Point-per-instance localization data ->
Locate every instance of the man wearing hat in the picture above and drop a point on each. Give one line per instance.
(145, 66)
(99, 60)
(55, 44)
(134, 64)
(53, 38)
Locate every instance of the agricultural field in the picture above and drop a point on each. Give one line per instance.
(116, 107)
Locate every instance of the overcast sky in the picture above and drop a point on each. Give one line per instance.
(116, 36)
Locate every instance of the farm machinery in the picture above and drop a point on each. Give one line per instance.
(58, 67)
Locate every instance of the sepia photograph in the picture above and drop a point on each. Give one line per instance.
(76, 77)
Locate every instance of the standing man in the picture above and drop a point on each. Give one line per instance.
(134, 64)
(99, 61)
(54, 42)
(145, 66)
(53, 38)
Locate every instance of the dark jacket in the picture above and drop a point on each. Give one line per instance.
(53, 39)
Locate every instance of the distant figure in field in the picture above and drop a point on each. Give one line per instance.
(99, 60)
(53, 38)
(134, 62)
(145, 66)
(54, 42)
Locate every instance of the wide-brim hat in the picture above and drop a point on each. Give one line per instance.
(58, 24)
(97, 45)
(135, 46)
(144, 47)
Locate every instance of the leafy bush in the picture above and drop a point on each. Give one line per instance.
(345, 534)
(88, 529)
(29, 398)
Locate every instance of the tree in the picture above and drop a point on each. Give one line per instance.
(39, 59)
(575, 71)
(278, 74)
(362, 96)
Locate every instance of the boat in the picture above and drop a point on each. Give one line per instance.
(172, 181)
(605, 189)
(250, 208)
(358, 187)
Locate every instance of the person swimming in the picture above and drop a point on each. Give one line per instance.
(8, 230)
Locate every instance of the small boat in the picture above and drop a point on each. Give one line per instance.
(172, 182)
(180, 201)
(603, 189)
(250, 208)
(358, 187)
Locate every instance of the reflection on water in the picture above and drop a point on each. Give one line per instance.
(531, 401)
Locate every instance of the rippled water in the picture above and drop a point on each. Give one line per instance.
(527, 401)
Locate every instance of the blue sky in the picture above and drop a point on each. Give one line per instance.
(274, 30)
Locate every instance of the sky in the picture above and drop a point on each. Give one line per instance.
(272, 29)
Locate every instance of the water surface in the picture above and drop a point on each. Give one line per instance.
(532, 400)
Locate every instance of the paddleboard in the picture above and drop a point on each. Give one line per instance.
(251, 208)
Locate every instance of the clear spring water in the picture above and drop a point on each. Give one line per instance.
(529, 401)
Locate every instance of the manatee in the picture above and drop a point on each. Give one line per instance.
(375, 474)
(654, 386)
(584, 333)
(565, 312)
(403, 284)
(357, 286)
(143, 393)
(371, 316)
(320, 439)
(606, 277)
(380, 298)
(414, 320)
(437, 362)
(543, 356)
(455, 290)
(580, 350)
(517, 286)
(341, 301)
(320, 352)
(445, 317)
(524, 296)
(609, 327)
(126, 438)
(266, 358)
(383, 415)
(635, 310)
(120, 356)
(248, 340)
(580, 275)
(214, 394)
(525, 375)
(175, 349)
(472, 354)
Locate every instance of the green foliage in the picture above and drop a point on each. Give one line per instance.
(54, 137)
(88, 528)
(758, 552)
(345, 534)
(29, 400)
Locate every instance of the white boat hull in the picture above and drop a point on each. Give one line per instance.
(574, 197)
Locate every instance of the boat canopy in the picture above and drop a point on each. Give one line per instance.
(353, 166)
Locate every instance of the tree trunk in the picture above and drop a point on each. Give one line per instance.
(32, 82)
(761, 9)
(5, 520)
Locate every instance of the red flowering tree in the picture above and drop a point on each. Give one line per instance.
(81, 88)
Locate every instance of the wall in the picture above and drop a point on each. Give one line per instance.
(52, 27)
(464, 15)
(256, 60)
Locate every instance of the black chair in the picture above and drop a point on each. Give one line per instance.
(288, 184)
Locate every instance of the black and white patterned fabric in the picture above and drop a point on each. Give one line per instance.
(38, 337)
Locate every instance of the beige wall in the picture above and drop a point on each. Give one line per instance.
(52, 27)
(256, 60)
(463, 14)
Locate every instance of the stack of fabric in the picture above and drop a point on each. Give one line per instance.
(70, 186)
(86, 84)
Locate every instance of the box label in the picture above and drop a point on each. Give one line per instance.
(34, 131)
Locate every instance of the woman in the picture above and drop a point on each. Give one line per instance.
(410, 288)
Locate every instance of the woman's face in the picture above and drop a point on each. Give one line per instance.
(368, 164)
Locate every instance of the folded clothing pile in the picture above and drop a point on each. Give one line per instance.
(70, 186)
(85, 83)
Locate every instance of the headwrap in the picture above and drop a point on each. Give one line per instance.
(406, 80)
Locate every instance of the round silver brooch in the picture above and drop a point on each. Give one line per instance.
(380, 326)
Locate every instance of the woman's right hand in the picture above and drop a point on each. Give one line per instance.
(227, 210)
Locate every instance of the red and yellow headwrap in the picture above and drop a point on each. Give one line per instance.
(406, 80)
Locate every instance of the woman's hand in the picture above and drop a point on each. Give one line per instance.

DIRECTIONS ->
Start at the line containing "Locate every instance of the headwrap". Repeat it and each line after it, word for word, to the end of the records.

YOUR SOLUTION ->
Locate every instance of the headwrap in the picture above and drop a point on each. Give one line per instance.
(406, 80)
Locate every instance of the round silver brooch in the picture above and drop a point on each. Give one line per instance.
(380, 326)
Locate every instance of the woman's right hand in the picture above and drop a point on each. Give one line per instance.
(227, 210)
Locate every instance of the red and yellow headwrap in the picture above and drop a point on each. Give one line per instance.
(406, 80)
Locate every instance of the woman's hand in the picture above and drop a point on each. Give one line per instance.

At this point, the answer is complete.